Please list every creature named in the opening list of weird creatures in the Pantanal text.

SELECTED EXTRACT
----

Ever since I was an embryo, I have always been in love with weird creatures. Colugos, giant octopi, dugongs, army ants, armadillos, max greebos, and of course, giant anteaters. This week, as I guide for ORYX Photo Tours on a Pantanal photography tour, I got to meet my first giant anteater. It’s been a childhood dream. I was expecting one, two, perhaps even three or four encounters while on photo safari. I had no idea that they are as common as trailer trash here amongst the Brahman cattle fields and Brazilian haciendas of the Pantanal. I stopped counting at 50.Even though one can drive around the farm roads and the highways and spot giant anteaters loping between termite mounds, sheep and cattle quite often, it’s another thing trying to get into a good position to photograph on a Pantanal photo safari.

They do not walk in straight lines. They amble wherever their very large nose takes them. A termite mound here, a termite mound there, they do have a pretty damn good sense of smell. With a nose like that, what would one expect?

If they get a whiff of you, they are gone.

To get myself, and my photographic clients, into optimum position, one must carefully overtake a giant anteater on foot, being ever so careful not to make a sound or to be seen or to get upwind of them. They will bolt like shaggy Casta Semanas, and vanish into the forests or woodlands that border the pastures they so favor.

It has happened dozens upon dozens of times over the past few days on our photography expedition as we endeavour to capture them in our viewfinders.

Pantanal photography tour
So, we choose a tree of shrub and try to get there as fast and quietly as possible ahead of the big nosed beast. Mostly, the anteater will cotton on and vanish. Other times they will walk slowly and purposefully towards our cunning concealment, only to change direction at the last minute and amble off after a winged termite , or whatever.

Its hit and miss. We throw our hopes to the wind. But then sometimes, magic happens and a giant anteater will be so intent on sniffing out termites here and there, that he or she completely fails to notice us. They come closer and closer and closer still, until we can hear their snuffles and the raking of their enormous claws in the hard soil of a nearby termitariuam (is that even a word?)

----

STORED DATA
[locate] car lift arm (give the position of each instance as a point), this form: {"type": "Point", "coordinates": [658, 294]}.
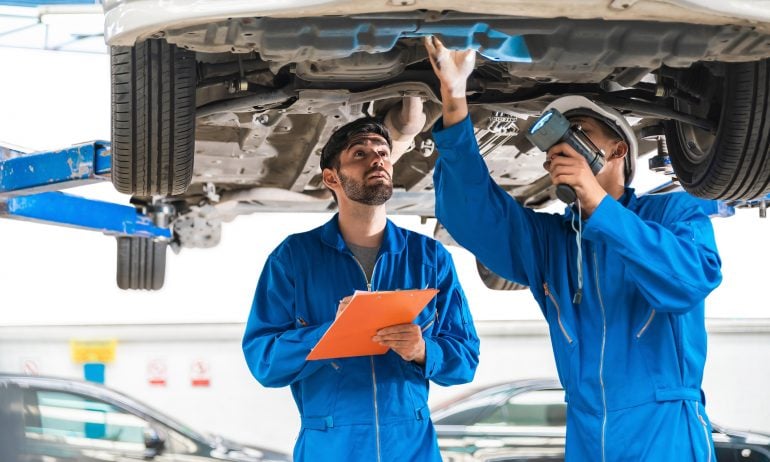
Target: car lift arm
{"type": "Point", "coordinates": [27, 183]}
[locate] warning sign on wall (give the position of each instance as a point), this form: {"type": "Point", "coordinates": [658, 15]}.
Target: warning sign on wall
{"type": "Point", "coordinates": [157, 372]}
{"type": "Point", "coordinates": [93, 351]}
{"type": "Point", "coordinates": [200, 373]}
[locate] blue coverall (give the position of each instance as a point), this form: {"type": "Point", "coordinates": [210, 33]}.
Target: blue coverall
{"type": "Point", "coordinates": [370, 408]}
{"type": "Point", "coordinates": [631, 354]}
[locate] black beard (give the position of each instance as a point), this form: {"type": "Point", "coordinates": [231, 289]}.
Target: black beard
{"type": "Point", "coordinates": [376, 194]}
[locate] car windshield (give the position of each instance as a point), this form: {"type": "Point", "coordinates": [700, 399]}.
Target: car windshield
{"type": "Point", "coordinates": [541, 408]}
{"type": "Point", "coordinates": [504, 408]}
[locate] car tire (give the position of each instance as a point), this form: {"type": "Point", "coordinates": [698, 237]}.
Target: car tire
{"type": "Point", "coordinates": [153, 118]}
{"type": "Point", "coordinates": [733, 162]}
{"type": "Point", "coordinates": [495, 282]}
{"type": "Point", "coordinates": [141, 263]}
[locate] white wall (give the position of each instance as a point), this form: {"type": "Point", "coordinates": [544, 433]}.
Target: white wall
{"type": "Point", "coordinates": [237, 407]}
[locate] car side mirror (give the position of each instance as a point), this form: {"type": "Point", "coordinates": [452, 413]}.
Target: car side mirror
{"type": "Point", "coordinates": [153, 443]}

----

FINAL RESULT
Colugos, giant octopi, dugongs, army ants, armadillos, max greebos, giant anteaters